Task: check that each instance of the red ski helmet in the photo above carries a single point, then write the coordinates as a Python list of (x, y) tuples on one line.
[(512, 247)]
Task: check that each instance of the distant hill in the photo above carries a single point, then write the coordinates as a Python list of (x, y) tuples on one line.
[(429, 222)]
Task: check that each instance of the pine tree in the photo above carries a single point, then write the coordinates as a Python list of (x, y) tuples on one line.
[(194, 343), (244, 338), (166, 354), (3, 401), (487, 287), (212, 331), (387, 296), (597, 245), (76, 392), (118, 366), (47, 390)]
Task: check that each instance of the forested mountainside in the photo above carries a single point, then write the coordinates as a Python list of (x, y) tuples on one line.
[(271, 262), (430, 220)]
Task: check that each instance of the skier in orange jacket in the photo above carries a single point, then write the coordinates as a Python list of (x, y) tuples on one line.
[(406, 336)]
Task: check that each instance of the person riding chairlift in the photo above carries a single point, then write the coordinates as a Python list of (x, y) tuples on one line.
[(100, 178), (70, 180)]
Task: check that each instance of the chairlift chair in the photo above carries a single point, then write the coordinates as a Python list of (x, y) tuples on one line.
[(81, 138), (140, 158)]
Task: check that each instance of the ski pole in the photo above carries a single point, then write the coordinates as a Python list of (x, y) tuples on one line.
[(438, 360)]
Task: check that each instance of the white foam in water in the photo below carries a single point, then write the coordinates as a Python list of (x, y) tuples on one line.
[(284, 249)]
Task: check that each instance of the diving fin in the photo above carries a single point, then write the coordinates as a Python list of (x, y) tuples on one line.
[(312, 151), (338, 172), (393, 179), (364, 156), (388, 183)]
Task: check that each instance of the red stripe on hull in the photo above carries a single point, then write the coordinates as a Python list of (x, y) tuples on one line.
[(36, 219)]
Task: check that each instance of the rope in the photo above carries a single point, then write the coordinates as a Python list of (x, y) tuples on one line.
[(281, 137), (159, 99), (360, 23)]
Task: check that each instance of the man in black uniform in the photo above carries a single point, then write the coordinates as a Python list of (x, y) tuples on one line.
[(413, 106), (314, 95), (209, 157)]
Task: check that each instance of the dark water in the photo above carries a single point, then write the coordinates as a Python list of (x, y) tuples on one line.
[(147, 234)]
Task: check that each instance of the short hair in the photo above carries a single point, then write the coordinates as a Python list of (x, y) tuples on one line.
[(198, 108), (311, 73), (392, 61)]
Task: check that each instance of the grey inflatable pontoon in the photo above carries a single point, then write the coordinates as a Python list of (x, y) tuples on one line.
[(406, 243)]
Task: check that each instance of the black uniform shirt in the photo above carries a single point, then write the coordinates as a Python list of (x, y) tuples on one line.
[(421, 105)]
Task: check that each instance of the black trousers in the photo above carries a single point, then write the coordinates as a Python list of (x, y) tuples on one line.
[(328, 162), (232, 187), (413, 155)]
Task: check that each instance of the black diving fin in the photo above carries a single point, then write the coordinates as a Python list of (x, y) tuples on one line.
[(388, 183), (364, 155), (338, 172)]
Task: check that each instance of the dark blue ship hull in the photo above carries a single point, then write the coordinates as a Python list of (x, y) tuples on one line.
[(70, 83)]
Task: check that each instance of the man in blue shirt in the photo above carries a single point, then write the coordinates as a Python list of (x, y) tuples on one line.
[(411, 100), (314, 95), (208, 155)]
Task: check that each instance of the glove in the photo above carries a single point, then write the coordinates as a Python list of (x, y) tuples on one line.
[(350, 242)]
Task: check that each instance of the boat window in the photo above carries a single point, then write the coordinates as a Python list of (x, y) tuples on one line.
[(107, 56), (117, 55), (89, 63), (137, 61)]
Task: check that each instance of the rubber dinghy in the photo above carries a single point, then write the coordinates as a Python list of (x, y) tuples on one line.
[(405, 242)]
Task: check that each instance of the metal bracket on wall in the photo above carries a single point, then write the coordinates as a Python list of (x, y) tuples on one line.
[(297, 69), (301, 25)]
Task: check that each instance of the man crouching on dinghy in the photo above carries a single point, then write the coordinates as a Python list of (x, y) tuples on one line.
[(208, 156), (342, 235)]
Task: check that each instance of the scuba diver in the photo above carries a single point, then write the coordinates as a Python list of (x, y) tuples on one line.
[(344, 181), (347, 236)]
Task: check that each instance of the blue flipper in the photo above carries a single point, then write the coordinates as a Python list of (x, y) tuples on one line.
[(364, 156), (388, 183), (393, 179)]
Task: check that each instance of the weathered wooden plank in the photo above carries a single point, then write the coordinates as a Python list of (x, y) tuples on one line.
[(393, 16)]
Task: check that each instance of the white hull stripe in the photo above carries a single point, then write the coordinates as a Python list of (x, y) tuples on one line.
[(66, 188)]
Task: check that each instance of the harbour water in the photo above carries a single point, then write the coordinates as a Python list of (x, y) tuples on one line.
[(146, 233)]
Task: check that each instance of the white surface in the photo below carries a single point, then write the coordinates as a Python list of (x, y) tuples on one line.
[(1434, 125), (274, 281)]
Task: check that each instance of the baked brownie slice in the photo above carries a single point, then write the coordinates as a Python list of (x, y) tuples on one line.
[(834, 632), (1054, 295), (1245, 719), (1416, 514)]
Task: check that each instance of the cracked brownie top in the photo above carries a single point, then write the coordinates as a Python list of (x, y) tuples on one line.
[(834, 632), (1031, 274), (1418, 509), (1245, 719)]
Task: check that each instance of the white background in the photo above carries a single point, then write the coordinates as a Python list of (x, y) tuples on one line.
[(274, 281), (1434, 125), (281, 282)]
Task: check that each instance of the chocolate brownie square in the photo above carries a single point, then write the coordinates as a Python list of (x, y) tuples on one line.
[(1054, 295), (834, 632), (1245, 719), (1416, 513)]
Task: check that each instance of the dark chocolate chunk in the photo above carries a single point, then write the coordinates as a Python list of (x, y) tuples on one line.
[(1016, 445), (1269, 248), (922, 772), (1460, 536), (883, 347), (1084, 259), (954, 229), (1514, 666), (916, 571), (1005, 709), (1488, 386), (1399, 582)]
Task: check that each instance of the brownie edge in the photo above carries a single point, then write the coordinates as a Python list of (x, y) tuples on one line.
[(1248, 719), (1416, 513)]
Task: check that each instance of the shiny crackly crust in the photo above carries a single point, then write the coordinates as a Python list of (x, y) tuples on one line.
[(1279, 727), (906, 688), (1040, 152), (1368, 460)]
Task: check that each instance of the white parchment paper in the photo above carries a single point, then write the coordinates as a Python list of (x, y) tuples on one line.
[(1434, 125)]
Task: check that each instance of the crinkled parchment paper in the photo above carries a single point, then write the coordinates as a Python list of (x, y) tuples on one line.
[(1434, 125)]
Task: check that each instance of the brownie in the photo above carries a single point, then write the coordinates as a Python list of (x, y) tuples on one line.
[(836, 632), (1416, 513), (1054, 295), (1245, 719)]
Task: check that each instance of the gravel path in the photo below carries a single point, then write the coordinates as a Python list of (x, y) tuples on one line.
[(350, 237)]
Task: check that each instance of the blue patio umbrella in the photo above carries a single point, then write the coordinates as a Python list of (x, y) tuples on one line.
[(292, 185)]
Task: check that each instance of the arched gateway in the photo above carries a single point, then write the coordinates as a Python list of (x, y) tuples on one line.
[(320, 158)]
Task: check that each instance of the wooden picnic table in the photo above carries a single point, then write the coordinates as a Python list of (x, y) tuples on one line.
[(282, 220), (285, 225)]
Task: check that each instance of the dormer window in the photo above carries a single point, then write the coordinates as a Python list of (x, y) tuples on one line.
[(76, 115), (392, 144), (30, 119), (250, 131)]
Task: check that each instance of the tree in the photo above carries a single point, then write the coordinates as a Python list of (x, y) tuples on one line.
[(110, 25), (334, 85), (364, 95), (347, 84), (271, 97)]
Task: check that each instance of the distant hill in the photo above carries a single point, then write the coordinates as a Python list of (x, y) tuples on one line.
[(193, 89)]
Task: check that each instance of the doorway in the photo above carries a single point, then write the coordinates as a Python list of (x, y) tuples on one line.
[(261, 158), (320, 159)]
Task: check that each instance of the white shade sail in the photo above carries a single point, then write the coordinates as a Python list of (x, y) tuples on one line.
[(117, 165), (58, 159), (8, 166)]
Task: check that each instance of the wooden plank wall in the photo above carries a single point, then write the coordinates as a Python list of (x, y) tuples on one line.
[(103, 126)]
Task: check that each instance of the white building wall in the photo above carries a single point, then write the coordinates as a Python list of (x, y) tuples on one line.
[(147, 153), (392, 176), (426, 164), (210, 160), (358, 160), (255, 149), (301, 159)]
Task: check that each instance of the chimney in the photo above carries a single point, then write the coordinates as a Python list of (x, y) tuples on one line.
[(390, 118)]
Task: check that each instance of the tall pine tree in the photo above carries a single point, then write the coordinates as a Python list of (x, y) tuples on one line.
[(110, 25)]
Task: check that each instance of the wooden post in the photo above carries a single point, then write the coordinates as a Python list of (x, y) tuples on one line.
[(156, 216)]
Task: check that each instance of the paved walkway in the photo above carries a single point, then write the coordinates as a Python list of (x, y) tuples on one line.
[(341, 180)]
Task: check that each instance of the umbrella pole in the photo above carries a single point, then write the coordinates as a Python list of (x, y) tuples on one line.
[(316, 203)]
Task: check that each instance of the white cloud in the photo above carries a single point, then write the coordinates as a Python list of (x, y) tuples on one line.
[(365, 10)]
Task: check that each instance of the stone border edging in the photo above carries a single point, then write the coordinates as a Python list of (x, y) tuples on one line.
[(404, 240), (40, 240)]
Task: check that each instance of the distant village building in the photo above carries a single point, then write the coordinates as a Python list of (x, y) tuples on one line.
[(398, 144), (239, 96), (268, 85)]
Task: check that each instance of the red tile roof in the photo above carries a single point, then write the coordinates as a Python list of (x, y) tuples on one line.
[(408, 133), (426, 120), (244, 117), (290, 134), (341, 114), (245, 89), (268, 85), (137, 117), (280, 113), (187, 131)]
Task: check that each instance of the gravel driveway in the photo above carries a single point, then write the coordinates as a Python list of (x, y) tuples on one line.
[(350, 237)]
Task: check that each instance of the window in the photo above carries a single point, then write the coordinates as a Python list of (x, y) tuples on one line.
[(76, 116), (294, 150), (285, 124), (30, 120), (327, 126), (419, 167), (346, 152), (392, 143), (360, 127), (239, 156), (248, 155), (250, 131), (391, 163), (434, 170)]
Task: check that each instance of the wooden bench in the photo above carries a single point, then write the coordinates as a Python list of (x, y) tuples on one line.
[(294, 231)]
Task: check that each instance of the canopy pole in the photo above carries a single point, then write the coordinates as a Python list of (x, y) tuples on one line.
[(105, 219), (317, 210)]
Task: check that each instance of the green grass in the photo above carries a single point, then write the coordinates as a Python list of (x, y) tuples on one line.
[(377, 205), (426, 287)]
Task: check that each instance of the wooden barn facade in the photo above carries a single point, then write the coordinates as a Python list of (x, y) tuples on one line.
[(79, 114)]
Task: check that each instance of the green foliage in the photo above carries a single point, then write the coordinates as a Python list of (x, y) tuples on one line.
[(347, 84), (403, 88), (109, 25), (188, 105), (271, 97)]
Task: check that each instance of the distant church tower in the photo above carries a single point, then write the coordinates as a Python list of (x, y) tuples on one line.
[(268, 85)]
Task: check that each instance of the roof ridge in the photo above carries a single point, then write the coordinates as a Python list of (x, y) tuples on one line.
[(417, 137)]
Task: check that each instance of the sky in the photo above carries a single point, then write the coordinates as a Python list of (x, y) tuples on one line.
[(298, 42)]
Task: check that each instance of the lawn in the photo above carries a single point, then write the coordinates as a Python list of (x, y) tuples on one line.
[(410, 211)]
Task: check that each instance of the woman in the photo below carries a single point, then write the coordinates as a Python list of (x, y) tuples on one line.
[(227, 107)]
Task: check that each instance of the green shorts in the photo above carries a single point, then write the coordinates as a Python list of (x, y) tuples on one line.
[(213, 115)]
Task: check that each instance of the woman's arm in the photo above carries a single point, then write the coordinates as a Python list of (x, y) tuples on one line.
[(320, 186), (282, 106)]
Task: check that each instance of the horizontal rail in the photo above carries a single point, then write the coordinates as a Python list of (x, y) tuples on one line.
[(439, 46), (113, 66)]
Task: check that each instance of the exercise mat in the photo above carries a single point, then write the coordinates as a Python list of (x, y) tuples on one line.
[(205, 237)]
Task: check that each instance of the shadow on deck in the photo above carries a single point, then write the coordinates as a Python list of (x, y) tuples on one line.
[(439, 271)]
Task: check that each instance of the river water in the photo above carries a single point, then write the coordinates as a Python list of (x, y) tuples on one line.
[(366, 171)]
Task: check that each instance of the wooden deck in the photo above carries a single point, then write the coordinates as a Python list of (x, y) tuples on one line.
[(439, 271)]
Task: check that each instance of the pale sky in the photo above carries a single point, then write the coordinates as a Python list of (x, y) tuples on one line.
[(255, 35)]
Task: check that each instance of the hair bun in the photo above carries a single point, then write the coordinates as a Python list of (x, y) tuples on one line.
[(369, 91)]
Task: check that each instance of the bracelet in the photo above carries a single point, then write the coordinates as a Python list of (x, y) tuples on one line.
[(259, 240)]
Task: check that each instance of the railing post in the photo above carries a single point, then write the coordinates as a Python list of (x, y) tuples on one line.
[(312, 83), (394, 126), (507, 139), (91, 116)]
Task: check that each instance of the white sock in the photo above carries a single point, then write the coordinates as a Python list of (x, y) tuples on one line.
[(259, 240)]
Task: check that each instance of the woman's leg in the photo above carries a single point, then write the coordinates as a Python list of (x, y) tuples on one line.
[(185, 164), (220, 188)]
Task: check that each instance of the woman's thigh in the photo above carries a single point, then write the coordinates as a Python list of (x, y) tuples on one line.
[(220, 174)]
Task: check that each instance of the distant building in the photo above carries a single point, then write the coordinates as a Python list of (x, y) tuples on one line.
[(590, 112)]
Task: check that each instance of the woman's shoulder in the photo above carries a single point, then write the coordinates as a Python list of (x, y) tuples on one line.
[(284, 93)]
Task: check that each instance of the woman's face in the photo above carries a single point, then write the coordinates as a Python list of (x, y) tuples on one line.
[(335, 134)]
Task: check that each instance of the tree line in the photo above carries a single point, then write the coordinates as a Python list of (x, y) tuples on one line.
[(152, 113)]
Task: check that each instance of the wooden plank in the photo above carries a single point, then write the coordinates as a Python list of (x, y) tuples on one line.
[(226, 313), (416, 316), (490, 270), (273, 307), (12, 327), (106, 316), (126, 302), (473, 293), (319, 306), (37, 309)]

+++

TASK TO CARRY OUT:
Starting with the line containing "Task: check that each instance of the horizontal" and going on through the line containing "[(369, 91)]", reproduce those lines of the material with "exercise mat" swapped for "yoga mat" and everything else unchanged.

RESPONSE TO THIS EXERCISE:
Task: check that each instance of the horizontal rail in the photo above carries a single point, then write the coordinates as a Python list of (x, y) tuples on one line.
[(439, 46), (113, 66)]
Task: check that each instance of the yoga mat in the photo above carries a single point, then write the coordinates as a Python list of (x, y) tuples on one line.
[(205, 237)]
Task: check that each instance of the shadow on deck in the photo above carries a single point, then write the coordinates as a Python list of (x, y) tuples on one line.
[(439, 271)]
Task: check that each instance of the river water in the photo above carries a single point, then write the coordinates as a Python list of (x, y) tuples on one line.
[(366, 171)]
Task: check that each instance of the wooden deck in the photo above carries a single point, then write the coordinates as a Python list of (x, y) tuples on one line.
[(439, 271)]
Task: check that each instance of the pale sky in the photo above carries a single point, then write the coordinates as a Python list of (x, y) tuples on one line.
[(255, 35)]
Task: check that each instance of the hair bun in the photo above carries a single point, then write the coordinates as a Python list of (x, y) tuples on one line.
[(369, 91)]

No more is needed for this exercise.